- _Prompt_:
Update the rows starting with the line that contains "In this exercise you will label the thumb" and going on through the line that contains "(1045, 768)". Replace "white background" with "plain background", keep everything else unchanged, and return only those lines.

- _Entries from a point annotation set_:
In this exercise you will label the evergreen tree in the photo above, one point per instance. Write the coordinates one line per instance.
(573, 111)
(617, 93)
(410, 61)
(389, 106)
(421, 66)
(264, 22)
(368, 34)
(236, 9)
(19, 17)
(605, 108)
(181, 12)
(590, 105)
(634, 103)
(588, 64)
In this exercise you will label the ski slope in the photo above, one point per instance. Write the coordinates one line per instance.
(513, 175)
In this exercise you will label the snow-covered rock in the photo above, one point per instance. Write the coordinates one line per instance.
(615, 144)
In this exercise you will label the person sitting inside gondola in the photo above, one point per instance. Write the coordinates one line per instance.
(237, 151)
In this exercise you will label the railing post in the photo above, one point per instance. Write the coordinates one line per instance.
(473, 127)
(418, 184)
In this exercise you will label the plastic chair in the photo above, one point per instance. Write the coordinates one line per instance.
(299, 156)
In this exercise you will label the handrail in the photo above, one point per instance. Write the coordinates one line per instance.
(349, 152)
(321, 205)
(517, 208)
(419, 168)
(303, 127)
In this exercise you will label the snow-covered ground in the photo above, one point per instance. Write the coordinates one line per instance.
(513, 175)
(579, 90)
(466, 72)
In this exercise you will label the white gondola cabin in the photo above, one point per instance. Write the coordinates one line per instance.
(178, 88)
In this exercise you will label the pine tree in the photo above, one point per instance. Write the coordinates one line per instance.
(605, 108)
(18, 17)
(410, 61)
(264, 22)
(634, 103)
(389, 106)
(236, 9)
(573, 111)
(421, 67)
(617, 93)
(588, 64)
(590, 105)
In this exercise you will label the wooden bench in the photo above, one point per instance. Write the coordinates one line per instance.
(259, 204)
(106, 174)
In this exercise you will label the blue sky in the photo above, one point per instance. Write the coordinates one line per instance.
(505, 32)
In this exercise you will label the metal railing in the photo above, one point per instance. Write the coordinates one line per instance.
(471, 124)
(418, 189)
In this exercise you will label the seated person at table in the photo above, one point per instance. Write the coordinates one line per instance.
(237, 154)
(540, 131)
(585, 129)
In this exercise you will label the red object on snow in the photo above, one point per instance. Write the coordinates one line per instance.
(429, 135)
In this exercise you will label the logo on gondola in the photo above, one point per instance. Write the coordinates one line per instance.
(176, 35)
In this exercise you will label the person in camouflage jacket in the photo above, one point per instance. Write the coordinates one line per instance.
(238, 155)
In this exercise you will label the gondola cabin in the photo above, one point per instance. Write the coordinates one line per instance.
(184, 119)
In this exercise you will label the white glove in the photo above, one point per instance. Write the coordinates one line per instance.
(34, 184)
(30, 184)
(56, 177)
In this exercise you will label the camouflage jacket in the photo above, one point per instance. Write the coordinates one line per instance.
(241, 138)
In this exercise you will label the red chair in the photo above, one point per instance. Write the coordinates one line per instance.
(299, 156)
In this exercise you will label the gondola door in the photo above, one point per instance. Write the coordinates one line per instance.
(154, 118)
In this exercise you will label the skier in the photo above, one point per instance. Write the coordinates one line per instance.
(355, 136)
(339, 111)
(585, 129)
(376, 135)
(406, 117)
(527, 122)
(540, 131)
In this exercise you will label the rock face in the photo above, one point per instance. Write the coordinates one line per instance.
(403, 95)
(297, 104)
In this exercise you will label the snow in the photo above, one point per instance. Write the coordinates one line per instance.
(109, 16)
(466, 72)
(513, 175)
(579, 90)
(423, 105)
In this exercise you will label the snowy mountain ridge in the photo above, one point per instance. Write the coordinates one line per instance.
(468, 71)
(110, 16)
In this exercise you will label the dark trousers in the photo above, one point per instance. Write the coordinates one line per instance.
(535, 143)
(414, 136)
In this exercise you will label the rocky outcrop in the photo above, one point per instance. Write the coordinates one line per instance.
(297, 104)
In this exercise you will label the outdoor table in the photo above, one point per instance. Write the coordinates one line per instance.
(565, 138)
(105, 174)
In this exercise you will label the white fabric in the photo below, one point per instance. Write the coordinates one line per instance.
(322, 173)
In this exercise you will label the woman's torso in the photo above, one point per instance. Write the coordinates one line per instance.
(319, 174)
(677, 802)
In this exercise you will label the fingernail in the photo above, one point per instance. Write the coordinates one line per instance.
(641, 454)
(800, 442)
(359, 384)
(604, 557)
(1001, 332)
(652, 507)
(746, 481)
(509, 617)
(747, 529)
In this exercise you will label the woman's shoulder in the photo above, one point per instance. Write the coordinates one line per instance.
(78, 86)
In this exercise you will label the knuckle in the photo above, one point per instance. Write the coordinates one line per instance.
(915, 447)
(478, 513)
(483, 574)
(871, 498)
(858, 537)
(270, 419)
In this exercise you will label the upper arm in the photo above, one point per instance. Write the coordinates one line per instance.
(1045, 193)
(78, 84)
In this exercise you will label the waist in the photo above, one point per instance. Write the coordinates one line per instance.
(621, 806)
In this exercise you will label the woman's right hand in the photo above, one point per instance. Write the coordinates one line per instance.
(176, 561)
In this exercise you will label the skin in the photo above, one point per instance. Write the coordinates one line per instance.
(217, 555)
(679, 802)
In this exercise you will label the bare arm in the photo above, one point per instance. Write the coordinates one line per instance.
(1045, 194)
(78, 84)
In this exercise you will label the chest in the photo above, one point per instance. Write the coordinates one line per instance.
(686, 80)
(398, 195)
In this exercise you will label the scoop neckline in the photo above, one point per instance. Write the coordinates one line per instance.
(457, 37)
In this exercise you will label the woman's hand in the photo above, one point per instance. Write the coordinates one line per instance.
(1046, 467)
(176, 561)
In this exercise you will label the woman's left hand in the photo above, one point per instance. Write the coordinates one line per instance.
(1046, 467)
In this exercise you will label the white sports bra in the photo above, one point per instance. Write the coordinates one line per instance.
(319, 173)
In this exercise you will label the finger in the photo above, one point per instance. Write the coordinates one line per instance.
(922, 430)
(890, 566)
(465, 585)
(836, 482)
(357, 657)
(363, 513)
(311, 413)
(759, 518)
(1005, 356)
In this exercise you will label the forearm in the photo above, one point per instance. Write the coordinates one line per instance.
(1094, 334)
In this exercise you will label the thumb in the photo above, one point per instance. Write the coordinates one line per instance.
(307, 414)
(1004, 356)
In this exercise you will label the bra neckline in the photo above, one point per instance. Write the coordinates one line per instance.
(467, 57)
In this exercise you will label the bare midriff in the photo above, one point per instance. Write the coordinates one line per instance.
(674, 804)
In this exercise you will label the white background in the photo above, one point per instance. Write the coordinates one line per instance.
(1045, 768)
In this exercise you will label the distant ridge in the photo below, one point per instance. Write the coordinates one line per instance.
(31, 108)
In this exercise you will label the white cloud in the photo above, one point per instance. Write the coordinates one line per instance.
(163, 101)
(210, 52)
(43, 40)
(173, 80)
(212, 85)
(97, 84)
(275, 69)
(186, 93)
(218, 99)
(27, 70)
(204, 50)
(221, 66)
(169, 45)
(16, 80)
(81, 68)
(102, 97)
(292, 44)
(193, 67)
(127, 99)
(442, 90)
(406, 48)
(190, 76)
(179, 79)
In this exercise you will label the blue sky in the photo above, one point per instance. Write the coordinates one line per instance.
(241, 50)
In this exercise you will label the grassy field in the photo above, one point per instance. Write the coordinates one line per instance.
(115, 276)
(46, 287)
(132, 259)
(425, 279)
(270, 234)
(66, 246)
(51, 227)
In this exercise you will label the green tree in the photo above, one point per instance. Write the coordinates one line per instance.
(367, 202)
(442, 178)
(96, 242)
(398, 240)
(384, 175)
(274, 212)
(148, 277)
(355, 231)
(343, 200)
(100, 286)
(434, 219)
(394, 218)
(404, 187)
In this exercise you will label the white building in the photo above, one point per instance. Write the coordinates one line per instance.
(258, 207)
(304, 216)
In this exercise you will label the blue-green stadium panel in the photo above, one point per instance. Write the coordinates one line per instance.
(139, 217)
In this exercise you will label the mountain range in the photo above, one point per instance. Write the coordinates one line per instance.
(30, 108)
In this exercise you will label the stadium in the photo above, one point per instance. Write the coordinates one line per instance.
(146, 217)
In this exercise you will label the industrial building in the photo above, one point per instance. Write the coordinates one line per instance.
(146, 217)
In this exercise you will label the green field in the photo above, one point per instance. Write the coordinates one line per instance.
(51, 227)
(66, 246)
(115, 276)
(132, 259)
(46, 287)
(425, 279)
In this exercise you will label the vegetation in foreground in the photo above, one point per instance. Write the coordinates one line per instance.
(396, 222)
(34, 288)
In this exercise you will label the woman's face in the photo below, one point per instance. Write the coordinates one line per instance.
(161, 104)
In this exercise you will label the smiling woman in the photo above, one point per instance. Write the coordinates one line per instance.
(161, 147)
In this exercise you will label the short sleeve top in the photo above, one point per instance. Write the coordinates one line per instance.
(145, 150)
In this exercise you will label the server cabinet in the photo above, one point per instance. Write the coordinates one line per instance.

- _Solution for this problem_:
In this exercise you will label the thumb in the photo above, one point per instance. Write the coordinates one line per instance.
(307, 414)
(1004, 356)
In this exercise you will label the bra neckline in the photo above, one point per instance. Write the coordinates one line per instance.
(467, 57)
In this exercise you will label the bare midriff in the photo above, one point per instance. Write the coordinates one line per instance.
(674, 804)
In this exercise you will label the plain background in the photo above, one point per instance. Write the coordinates one line per instance.
(1045, 768)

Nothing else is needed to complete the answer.